_Brano scelto_
________________

LA CORTE SUPREMA DI CASSAZIONE

SEZIONE TRIBUTARIA

Composta dagli Ill.mi Sigg.ri Magistrati:

Dott. CHINDEMI Domenico – Presidente –

Dott. BOTTA Raffaele – Consigliere –

Dott. DE MASI Oronzo – rel. Consigliere –

Dott. ZOSO Liana Maria Teresa – Consigliere –

Dott. STALLA Giacomo Maria – Consigliere –

ha pronunciato la seguente:

ORDINANZA

sul ricorso 7957-2013 proposto da:

EQUITALIA SUD SPA, elettivamente domiciliato in ROMA, VIA GIOACCHINO

ROSSINI 18, presso lo studio dell’avvocato GIOIA VACCARI, che lo

rappresenta e difende;

– ricorrente –

contro

N.N., elettivamente domiciliato in ROMA, VIA TEULADA 52,

presso lo studio dell’avvocato MAURIZIO GABRIELLI, che lo

rappresenta e difende;

– controricorrente –

avverso la sentenza n. 442/2012 della COMM.TRIB.REG. di ROMA,

denositata il 16/10/2012;

udita la relazione della causa svolta nella camera di consiglio del

21/02/2017 dal Consigliere Dott. CRONZO DE MASI.

Fatto

RILEVATO

che la Commissione Tributaria Regionale del Lazio ha respinto l’appello dell’Agente della riscossione e confermato la decisione di primo grado con la quale, su ricorso di N.N. era stata annullata la iscrizione di ipoteca, di cui alla comunicazione del 12/4/2010, eseguita su immobile di proprietà del contribuente, ai sensi del D.P.R. n. 602 del 1973, art. 77, a garanzia del pagamento di diverse cartelle di pagamento;

che la decisione del Giudice di appello, dà atto dell’avvenuta produzione in giudizio degli avvisi con intimazione di pagamento di cui al D.P.R. n. 602 del 1973, art. 50, comma 2, ma rileva, quanto al carico fiscale garantito dalla iscrizione ipotecaria, l’inidoneità della documentazione offerta dall’Agente della riscossione per confutare le contestazioni formulate dal contribuente;

che Equitalia Sud s.p.a., ricorre, affidandosi a tre motivi, per la cassazione della sentenza, e l’intimato resiste con controricorso.

________________

_Esercizio_
Nel brano scelto qui sopra, spiega per favore perché la Commissione Tributaria Regionale ha respinto l'appello dell'Agente della riscossione, pur dando atto che erano stati prodotti in giudizio gli avvisi con intimazione di pagamento.

________________

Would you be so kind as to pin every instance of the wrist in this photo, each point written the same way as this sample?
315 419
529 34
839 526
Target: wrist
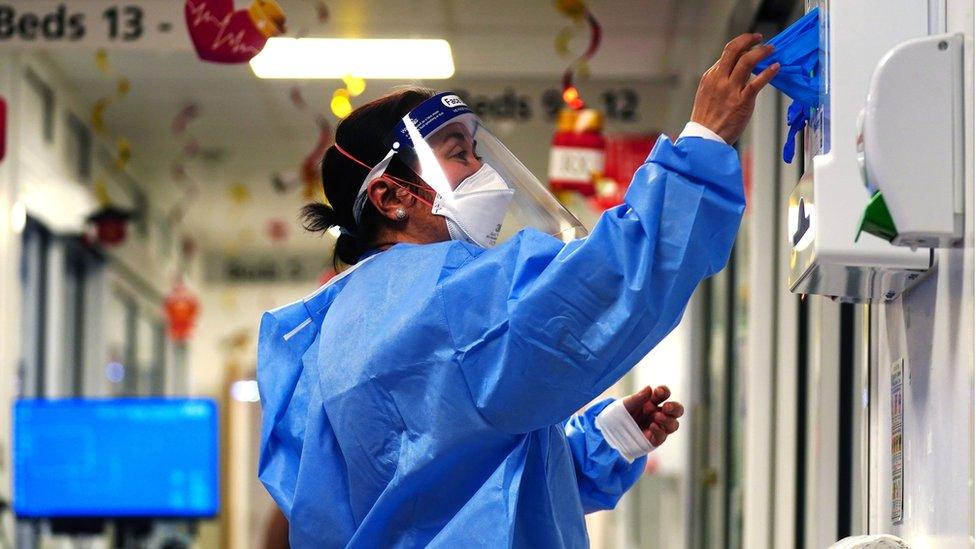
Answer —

________________

_Risultato_
Il giudice d'appello ha ritenuto inidonea la documentazione presentata dall'Agente della riscossione. Quei documenti non bastavano a confutare le contestazioni del contribuente sul carico fiscale garantito dall'iscrizione ipotecaria.